ОБЯЗАТЕЛЬНЫЕ ЗАДАНИЯ:
**1)** Ответьте на вопросы по тексту об имперской политике после Юстиниана, пометив ответы так же:
(a) Кем приходилась императрица София Феодоре?
(b) Какое ежегодное богослужение установил Юстин I и на какой день?
(c) Каких патриархов столицы Иоанн Эфесский называет стойкими халкидонитами?
**2)** Подхватите текст об имперской политике после Юстиниана и продолжите его вслед за последним приведенным предложением.

Единство Империи и разделения христиан

2. Имперская политика после Юстиниана

Среди современных историков[510] господствует мнение, что смерть Юстиниана и восшествие на императорский престол его племянника Юстина II (565) отмечены возвратом к политике богословского компромисса, подобного зинонову и анастасиеву; как новый император, так и его жена София—племянница Феодоры—были «хорошо расположены к монофизитскому богословию». Этот взгляд основывается прежде всего на сообщении Иоанна Эфесского, «умеренного» монофизита, «Церковная История» которого является одним из главных источников изучения этого периода. Иоанн вообще испытывал к Империи большую преданность и лояльность, и потому понятно, что все свои надежды он возлагал на возможность перемен в имперской политике при Юстине II. Однако этот же Иоанн признает, что патриархи столицы, сначала Иоанн Схоластик, а затем Евтихий, были стойкими халкидонитами; их он и порицает за возобновление антимонофизитских гонений.

Иоанн Эфесский сообщает—на основании только слухов, как сам честно сознается, — что императрица София в молодости причащалась у монофизитов и тайно вовлекла своего мужа в эту же незаконную сакраментальную практику[511]. Однако, согласно тому же историку, и Юстин и София должны были для получения императорского престола быть официально халкидонитами. Признание Иоанна, что невозможно стать императором, не признав Халкидонский собор, знаменательно и отражает положение в Константинополе в 565г.

Действительно, для тех, кто стоял в столице у власти, было немыслимо возвращение к положению, господствовавшему до 518г. при Зиноне и Анастасии. Как мы уже видели, Юстин I установил ежегодное торжественное богослужение 16 июля в память о Халкидонском соборе[512]. Кроме того, для Юстина II не могло даже существовать вопроса об отмене постановлений Пятого собора 553г., которые подтверждали Халкидонский собор, и тем более нельзя было вычеркнуть упоминание о нем из преамбулы юстинианова Кодекса. Таким образом, существовало формальное и не имевшее обратной силы государственное утверждение Халкидонского собора; отсюда более понятна радость Иоанна Эфесского и других монофизитов, когда они увидели, что Юстин, несмотря на это официальное положение, продолжает политику примирения и диалога.

Фрагменты набора данных для разметки точек

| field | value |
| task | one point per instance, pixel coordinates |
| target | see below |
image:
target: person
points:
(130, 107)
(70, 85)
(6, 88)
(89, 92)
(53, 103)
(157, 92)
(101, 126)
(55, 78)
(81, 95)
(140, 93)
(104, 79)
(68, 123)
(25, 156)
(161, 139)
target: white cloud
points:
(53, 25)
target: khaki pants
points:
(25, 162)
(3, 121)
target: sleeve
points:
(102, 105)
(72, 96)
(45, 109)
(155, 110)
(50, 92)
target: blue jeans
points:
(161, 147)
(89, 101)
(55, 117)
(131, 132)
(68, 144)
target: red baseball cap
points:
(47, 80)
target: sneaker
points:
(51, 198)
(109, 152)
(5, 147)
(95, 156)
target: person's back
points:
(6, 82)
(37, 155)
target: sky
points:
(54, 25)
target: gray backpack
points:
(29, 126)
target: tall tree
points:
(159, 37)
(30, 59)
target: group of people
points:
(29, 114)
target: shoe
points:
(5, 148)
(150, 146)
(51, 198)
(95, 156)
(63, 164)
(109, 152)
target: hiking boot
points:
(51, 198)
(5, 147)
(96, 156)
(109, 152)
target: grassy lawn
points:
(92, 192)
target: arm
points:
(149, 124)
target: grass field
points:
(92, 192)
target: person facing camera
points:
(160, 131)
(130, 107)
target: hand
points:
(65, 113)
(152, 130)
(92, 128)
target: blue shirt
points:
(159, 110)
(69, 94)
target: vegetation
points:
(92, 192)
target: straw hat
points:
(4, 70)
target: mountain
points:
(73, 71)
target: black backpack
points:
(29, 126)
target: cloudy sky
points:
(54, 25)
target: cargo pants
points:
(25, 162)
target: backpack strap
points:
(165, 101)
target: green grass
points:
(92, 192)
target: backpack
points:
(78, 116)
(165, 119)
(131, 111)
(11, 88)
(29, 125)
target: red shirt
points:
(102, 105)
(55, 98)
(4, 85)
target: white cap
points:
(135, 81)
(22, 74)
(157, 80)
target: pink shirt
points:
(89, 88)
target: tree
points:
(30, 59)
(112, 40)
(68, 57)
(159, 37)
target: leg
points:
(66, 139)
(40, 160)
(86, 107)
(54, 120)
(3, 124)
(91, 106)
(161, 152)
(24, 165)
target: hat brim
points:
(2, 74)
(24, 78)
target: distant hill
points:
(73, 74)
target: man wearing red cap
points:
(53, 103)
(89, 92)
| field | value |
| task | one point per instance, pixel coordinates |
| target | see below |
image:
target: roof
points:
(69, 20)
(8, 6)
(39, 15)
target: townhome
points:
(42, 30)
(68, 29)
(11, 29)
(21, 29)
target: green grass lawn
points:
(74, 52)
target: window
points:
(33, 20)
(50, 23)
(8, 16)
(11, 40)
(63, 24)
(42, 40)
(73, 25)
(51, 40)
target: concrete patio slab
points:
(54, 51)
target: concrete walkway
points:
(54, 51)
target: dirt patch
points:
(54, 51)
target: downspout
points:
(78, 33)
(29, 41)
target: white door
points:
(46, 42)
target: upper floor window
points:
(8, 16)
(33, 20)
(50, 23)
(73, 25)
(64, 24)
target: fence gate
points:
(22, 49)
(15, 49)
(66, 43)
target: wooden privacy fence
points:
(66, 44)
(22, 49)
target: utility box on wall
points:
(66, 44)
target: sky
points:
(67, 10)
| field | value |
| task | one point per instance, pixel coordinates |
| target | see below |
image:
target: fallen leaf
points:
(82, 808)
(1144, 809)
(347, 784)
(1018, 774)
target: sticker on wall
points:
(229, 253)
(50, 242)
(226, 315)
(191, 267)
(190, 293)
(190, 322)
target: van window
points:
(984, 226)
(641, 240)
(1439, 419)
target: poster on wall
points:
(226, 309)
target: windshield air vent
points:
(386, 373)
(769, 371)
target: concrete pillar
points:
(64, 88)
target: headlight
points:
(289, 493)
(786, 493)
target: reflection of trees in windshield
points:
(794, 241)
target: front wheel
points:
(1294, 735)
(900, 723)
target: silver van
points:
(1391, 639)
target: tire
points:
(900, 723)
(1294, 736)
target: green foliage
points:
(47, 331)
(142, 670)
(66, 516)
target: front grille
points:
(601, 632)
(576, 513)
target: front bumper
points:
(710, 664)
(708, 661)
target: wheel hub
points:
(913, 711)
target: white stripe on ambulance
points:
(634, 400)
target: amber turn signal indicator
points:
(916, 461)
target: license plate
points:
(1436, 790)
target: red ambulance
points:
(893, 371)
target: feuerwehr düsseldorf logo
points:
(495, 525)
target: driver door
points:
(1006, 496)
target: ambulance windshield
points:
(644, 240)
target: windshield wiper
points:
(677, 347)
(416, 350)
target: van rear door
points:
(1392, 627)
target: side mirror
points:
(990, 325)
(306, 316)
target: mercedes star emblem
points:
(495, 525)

ОТВЕТЫ ПО ЗАДАНИЯМ:
**1)**
(a) Племянницей.
(b) Торжественное богослужение 16 июля в память о Халкидонском соборе.
(c) Сначала Иоанна Схоластика, затем Евтихия.

**2)**
Возможность «тайного» монофизитства Юстина и Софии особенно неправдоподобна потому, что нам доступна информация о тесных личных и политических узах, связывавших нового императора и патриарха Иоанна Схоластика, который, возможно, и содействовал воцарению Юстина[513].

Несмотря на некоторую неумелость во внешней политике, отмеченной возобновлением войны с Персией, царствование Юстина II (565—574) до своего трагического конца (сумасшествия императора) было отмечено особым покровительством искусствам, строительству и определенной заботой о религиозных делах не только на Востоке, но и на Западе[514], В своем отношении к монофизитству новое правительство и церковное управление могло позволить себе вести примирительную политику именно потому, что признание халкидонской веры как официальной уже само собой подразумевалось и было публично закреплено законом, поэтому не было нужды определенно об этом говорить в особых соглашениях с отколовшимися. Эта ясность официальной позиции объясняет и ту уверенность, с которой делались предложения диалога (не боясь неожиданных оборотов ни со стороны халкидонитов, ни папского Запада), а также суровость реакции правительства на упорство монофизитов.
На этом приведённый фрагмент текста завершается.